In the 1660s Newton had explored Kepler’s laws of planetary motion. By working with the orbit of the moon he had roughly confirmed the idea that force acting on objects diminished inversely by the square of the distance between the objects. That is, the closer objects are to each other the more they pull on each other. The data however wasn’t particularly strong to confirm his ideas, and he did not publish on this issue until twenty years after he made his discovery.
In 1684 Newton asked astronomer John Flamsteed for data on the orbits of Jupiter’s moons. One of the things he wanted to know is if there was any evidence to suggest that Jupiter might be affecting the orbit of Saturn. The question pointed to Newton’s developing ideas about an underlying universal theory of gravitation. He wanted to know if he could see if one planet was pulling on another.
Uniting the Celestial and the Terrestrial
Newton’s universal law of gravitation bridged the terrestrial and celestial realms in a single set of laws. By positing that an object’s gravity pulled on other objects Newton simultaneously explained the movement of the planets, the comets, the moon, the earth, and the tides in the oceans. Principia provided a logic that explained the behavior that Kepler had documented in his descriptive work on the movement of the planets. At its time of publication, the book was controversial. In particular, the idea that objects could act on each other across a distance through empty space was unsatisfying to many. This action at a distance just violated conventional thinking about how forces work in the world. Descartes’ model of the cosmos as vortices filled with matter was continued to be broadly popular in Europe and also had adherents in England.
In hindsight, the Principia is often cited as a defining moment in the development of modern science. The mention of “natural philosophy” in its full title suggests its important connections to the past as well. Our notion of “science” is very different and much more modern than Newton’s. Aside from his work on gravitation and optics, he had a range of research interests that we would not associate with science today. For example, Newton spent time conducting research in alchemy and working on biblical chronology. In the context of his time science and religion were intertwined and alchemy, biblical chronology, astronomy and mathematics were all legitimate ways to understand the natural world.

^^^^^^^^^^^^^^^^

== SHORT PROBLEM ==
Extend the passage on Newton and the Principia, picking up after its final sentence. The rows that come next have no connection to the passage on Newton.

== DATASET ROWS ==
^^^^^^^^^^^^^^^^

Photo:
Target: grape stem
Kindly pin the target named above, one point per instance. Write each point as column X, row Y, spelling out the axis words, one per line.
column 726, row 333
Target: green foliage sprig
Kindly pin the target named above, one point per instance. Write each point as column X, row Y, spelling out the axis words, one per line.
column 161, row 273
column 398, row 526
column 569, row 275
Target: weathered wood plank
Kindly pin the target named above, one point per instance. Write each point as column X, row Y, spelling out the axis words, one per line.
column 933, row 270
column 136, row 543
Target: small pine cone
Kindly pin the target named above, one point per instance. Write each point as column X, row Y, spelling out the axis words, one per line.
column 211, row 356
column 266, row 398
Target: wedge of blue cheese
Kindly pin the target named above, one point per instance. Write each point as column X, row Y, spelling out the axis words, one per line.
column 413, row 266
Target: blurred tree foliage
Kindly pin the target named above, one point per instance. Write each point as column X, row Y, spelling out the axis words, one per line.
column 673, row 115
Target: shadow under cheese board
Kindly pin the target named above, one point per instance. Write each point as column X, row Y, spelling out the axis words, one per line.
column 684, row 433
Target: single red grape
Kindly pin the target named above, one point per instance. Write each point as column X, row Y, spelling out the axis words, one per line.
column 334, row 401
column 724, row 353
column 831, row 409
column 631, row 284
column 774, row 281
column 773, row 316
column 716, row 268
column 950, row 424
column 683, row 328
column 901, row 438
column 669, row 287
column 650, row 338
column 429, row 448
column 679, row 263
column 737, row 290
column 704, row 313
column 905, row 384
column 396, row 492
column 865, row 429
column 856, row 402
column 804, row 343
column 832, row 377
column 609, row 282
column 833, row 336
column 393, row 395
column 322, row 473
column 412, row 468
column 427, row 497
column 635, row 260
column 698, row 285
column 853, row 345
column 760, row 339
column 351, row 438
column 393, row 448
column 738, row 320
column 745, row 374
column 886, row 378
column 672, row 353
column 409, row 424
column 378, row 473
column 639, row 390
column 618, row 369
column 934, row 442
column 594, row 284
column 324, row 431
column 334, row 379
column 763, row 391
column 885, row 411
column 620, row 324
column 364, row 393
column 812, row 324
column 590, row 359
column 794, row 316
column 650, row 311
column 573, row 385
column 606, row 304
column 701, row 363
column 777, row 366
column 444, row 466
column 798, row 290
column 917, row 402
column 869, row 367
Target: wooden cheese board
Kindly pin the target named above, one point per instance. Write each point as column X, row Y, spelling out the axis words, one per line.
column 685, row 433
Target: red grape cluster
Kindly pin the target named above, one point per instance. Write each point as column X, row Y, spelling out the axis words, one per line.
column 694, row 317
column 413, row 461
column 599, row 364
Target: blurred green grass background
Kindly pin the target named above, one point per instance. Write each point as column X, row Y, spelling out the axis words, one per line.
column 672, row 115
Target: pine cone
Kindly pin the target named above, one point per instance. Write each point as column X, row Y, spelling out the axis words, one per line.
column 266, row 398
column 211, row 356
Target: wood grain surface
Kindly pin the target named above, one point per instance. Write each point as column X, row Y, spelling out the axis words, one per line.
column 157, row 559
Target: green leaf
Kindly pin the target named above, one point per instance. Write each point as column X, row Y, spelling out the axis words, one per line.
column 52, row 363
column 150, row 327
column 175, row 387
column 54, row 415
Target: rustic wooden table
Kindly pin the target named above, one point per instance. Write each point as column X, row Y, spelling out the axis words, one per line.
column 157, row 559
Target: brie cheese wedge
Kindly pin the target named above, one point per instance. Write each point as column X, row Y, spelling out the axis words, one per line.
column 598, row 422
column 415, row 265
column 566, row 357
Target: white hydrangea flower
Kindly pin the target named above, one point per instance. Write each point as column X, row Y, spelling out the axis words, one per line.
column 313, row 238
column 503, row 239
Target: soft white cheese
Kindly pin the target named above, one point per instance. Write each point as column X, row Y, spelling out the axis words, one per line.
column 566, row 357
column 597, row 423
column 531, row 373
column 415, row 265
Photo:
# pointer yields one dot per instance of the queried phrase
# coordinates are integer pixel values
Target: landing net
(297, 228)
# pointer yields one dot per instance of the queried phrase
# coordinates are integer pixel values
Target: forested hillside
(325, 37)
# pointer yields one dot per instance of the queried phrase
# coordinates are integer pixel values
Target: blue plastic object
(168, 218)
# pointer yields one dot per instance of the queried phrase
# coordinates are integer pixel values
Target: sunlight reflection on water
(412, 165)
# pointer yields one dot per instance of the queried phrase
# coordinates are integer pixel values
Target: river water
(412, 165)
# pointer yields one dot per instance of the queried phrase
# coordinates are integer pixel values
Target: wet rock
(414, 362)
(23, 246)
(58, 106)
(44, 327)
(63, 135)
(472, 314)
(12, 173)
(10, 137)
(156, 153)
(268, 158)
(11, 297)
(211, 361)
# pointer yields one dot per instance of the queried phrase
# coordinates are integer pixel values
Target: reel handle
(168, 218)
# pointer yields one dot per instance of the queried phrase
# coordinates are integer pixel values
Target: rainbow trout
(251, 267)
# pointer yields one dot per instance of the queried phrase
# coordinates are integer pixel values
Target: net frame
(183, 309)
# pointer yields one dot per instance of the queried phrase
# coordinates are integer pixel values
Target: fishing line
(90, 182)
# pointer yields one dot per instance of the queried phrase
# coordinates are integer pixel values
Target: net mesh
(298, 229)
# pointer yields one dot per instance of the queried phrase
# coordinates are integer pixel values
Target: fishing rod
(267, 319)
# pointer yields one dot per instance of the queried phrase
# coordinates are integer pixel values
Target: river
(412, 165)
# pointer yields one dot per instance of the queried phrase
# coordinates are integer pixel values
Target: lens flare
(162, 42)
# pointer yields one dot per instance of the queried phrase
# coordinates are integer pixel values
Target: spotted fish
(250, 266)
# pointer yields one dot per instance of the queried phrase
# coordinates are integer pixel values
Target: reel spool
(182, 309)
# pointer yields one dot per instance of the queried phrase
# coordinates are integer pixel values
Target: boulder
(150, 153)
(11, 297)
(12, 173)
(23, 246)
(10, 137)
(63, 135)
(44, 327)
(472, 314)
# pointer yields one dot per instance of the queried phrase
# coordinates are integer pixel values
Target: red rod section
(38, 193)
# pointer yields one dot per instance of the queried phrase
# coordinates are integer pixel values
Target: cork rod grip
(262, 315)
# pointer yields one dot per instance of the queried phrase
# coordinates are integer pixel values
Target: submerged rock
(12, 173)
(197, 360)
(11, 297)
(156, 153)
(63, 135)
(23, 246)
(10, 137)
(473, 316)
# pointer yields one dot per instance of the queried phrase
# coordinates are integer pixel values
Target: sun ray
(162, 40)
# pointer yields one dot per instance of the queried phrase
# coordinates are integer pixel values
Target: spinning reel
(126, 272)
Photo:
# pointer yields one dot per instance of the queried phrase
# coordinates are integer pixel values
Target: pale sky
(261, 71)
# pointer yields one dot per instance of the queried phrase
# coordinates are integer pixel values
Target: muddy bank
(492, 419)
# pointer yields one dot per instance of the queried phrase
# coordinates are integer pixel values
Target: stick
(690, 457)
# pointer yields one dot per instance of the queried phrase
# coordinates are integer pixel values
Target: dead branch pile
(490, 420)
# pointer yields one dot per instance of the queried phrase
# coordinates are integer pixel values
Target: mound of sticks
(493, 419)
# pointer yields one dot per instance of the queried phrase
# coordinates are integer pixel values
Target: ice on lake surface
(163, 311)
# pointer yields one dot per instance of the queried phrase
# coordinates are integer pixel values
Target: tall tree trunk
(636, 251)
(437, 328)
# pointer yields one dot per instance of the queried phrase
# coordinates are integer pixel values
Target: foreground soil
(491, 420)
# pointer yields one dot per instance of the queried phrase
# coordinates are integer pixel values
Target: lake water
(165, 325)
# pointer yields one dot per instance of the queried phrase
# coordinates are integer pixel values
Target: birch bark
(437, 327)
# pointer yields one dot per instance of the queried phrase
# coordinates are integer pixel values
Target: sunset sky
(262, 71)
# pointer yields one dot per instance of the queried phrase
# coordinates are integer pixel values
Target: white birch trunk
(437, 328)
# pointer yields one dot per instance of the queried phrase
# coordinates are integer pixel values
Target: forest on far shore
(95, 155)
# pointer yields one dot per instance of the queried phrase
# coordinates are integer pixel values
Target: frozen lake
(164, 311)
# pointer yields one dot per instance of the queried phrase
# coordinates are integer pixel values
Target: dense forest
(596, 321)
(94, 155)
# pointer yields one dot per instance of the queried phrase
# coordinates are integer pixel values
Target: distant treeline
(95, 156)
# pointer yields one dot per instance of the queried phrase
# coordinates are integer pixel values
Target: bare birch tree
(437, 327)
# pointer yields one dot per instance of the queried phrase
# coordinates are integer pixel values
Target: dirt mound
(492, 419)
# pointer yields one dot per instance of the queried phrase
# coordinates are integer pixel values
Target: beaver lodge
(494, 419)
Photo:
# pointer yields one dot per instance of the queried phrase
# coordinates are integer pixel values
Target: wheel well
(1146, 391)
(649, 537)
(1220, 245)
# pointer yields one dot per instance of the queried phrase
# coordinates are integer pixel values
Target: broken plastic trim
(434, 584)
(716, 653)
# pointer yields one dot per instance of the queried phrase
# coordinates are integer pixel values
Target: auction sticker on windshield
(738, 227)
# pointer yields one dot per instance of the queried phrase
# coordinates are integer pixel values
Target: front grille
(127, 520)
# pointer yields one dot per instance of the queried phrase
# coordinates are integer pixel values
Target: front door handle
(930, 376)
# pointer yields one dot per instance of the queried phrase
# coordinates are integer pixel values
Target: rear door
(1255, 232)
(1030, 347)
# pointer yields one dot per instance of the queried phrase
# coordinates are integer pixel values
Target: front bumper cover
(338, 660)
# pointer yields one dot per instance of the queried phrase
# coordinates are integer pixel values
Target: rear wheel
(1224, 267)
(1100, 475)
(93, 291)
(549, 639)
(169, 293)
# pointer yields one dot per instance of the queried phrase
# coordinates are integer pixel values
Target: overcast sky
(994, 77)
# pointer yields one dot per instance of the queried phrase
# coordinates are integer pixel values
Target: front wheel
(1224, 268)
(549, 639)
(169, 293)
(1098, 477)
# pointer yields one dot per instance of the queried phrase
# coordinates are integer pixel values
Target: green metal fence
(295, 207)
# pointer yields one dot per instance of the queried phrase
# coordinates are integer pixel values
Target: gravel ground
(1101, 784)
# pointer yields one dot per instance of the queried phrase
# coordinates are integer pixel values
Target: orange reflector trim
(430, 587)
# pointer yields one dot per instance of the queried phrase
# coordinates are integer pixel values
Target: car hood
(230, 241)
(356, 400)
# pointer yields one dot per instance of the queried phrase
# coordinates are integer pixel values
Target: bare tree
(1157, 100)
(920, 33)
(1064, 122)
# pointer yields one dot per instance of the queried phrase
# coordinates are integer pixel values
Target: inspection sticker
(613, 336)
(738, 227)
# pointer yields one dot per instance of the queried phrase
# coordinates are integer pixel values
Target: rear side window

^^^^^^^^^^^^^^^^

== RESPONSE TO THE EXERCISE ==
Competing Cosmological Models
Overview
In 1543, Copernicus suggested the sun was at the center of the cosmos. However, it was centuries before a sun-centered model became widely accepted. The history of science is often thought of as a procession of discoveries and advances. This obscures the complex stories of how theories and models can compete and coexist over long periods of time. When the Copernican model eventually won out it had been so extensively refined that the name “Copernican” doesn’t tell the whole story.
As evidence mounted in favor of a sun centered model, it remained one of many competing models for describing and explaining the heavens. By looking at how Tycho Brahe’s model, the Copernican model and the Ptolemaic model were represented in the 17th and 18th centuries, we will see the long period of competition between these models.
Weighing Cosmological Models in 1651
When Jesuit astronomer, Giovanni Battista Riccioli published his Almagestrum Novum or “New Almagest” the title alone suggested the boldness of the project. This was to be a new and updated take on Ptolemy’s Almagest. The book offered new insight into the state of thought about the cosmos in 17th century Europe.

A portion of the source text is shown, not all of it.